---------- Entries
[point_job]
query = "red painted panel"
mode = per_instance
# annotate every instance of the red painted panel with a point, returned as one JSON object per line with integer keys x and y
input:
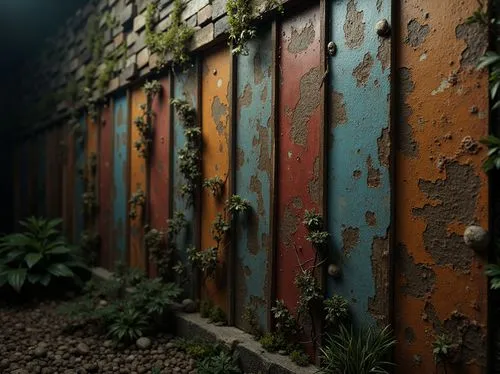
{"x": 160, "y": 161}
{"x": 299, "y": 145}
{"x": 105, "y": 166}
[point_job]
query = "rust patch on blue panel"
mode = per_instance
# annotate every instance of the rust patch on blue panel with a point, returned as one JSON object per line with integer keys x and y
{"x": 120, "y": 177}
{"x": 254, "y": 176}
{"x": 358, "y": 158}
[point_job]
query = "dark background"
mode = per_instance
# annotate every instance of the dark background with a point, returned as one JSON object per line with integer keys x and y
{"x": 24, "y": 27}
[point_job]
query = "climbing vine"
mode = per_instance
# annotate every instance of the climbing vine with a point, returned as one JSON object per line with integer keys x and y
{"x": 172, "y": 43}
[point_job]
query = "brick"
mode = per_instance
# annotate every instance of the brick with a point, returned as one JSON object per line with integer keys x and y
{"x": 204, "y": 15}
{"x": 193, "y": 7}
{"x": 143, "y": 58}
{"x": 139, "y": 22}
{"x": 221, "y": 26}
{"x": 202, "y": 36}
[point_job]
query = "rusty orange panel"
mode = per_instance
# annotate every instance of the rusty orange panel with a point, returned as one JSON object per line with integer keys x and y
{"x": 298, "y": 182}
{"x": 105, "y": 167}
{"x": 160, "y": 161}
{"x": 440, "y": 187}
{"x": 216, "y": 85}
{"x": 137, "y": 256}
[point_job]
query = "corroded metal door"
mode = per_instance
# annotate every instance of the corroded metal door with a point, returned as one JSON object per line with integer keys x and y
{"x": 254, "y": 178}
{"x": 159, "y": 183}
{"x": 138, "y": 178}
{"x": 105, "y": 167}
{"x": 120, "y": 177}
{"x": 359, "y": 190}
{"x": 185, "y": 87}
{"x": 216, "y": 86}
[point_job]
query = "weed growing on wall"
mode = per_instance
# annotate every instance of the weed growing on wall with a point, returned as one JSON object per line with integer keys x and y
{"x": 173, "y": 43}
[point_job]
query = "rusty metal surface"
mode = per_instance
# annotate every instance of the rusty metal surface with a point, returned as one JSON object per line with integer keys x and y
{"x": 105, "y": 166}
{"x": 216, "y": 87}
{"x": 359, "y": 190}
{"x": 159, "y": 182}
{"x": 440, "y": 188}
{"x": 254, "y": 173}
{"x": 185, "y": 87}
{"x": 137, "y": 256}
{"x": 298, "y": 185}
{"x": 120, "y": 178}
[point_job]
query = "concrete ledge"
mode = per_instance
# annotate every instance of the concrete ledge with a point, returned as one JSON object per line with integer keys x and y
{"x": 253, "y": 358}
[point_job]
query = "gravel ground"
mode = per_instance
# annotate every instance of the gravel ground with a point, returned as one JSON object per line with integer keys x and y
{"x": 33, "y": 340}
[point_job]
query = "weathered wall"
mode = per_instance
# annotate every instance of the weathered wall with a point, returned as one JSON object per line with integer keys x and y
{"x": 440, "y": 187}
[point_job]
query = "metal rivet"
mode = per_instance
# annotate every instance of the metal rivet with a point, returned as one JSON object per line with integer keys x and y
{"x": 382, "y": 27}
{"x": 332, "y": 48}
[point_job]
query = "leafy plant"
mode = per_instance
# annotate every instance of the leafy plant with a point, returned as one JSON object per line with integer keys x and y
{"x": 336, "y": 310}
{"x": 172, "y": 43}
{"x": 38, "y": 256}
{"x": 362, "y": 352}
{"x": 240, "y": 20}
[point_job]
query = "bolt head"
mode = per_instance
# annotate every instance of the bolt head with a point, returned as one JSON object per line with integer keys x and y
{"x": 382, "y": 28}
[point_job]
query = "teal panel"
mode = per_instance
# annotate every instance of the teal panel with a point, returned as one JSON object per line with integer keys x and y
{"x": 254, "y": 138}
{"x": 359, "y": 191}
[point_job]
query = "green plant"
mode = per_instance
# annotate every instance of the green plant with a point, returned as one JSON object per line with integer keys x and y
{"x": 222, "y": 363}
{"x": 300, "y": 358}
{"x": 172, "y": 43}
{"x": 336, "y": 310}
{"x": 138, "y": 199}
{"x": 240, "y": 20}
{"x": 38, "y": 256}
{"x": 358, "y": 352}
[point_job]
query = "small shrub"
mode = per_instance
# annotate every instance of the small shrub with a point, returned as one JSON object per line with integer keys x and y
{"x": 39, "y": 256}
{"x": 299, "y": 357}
--------------------
---------- Entries
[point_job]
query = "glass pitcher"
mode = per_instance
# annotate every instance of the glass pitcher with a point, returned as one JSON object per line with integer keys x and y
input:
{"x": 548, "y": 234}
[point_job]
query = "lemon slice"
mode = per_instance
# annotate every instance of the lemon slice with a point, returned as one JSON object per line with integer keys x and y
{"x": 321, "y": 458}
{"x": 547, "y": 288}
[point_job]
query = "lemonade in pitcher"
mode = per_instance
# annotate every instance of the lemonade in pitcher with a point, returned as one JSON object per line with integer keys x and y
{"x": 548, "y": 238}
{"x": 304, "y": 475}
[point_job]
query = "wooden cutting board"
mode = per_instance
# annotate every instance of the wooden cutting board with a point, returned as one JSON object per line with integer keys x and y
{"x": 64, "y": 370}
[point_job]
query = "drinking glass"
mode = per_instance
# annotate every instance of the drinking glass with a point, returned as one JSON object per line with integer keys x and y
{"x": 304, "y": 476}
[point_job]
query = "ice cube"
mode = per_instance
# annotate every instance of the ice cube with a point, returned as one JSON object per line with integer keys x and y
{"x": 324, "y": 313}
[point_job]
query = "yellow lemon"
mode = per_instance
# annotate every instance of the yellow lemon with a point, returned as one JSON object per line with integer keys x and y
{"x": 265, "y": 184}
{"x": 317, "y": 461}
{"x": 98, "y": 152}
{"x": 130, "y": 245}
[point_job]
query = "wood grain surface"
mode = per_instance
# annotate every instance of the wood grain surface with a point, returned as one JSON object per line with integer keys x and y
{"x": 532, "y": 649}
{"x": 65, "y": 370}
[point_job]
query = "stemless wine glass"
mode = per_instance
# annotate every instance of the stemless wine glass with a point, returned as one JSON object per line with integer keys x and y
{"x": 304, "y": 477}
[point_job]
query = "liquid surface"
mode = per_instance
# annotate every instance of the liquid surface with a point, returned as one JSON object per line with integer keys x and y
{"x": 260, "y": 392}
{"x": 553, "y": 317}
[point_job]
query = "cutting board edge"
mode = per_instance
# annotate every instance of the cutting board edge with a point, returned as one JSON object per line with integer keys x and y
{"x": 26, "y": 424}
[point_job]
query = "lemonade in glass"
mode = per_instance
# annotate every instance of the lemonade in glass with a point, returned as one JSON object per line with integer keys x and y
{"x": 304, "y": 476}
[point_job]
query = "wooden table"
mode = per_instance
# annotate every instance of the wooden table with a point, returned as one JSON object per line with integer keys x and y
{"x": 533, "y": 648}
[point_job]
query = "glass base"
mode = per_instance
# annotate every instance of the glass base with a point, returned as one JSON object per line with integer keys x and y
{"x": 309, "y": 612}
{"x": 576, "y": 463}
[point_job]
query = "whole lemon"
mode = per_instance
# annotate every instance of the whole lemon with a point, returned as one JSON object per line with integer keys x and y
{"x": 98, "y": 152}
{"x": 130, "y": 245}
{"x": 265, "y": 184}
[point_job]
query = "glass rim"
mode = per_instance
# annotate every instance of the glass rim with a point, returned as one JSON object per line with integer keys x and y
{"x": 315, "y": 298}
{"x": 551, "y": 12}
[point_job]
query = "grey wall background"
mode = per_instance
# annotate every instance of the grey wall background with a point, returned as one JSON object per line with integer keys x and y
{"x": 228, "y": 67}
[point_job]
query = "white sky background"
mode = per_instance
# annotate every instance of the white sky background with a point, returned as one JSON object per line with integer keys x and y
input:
--------------------
---------- Entries
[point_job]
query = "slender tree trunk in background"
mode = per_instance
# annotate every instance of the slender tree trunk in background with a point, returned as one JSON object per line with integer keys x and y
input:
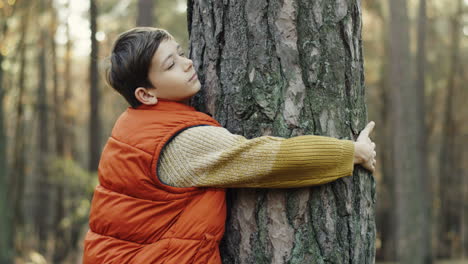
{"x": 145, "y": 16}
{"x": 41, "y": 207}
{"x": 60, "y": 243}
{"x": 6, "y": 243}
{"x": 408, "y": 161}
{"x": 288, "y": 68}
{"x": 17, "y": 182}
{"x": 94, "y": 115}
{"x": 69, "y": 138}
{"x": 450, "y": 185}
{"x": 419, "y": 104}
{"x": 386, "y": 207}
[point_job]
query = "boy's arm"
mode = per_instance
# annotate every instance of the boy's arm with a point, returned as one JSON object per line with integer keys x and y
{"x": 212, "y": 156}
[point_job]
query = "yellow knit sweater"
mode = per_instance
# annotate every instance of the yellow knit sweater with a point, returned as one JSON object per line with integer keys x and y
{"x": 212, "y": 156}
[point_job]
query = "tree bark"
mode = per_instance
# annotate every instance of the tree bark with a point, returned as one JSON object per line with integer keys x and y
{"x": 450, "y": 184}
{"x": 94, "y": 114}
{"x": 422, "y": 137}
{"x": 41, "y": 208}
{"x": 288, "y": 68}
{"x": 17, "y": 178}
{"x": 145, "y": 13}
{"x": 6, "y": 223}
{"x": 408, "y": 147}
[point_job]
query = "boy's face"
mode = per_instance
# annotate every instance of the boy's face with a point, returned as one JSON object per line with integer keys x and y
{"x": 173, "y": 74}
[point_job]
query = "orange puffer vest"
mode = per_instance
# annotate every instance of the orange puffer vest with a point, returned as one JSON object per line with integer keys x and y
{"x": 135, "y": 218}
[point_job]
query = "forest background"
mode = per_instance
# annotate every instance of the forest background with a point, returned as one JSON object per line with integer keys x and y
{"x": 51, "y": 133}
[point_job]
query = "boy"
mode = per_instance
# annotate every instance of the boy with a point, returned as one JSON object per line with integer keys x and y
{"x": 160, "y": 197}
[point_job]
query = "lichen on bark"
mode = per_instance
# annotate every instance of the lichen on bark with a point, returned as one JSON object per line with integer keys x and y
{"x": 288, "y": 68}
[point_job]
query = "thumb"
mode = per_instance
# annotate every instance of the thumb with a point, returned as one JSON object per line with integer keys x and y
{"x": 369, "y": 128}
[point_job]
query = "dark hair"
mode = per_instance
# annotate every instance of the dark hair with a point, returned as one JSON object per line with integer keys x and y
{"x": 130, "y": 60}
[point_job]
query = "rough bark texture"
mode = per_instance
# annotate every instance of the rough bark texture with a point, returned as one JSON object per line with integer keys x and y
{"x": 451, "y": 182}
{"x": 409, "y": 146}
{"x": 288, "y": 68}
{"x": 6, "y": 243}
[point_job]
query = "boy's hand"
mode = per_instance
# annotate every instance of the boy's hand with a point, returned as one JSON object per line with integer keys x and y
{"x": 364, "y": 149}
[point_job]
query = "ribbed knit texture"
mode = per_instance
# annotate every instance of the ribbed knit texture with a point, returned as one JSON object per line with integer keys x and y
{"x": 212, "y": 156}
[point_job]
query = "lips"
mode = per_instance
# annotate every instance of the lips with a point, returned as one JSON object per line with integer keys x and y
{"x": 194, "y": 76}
--------------------
Stated exercise: Extract every line of the records that contains the string "puffer", copying each one in full.

Reply to the task:
query = "orange puffer vest"
# annotate every instance of the orange puffer vest with a point, returned as one JSON object per line with integer keys x and y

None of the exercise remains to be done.